── Data
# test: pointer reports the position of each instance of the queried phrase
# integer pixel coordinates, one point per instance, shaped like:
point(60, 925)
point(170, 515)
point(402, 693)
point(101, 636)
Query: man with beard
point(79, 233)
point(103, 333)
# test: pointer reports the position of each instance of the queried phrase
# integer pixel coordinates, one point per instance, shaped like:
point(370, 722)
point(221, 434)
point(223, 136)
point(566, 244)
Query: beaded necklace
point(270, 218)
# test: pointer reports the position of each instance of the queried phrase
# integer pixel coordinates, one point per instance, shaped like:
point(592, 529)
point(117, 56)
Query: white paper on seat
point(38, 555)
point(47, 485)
────
● Task statement:
Transcription of the listing must be exact and complete.

● Written response:
# test: pointer reports the position of each instance of the queried phrase
# integer pixel coordinates, one point per instance, shaped like:
point(60, 925)
point(170, 515)
point(402, 693)
point(101, 636)
Query: man with beard
point(79, 233)
point(103, 333)
# test: pointer reports the position of each instance of the queried phrase
# integer pixel coordinates, one point per instance, shaped like:
point(370, 722)
point(221, 434)
point(223, 136)
point(566, 244)
Query: beaded necklace
point(270, 218)
# test: pointer reports the position of each instance of the queried phrase
# integer pixel coordinates, one point per instance, shaped like:
point(592, 529)
point(117, 56)
Query: white paper on seat
point(38, 555)
point(47, 485)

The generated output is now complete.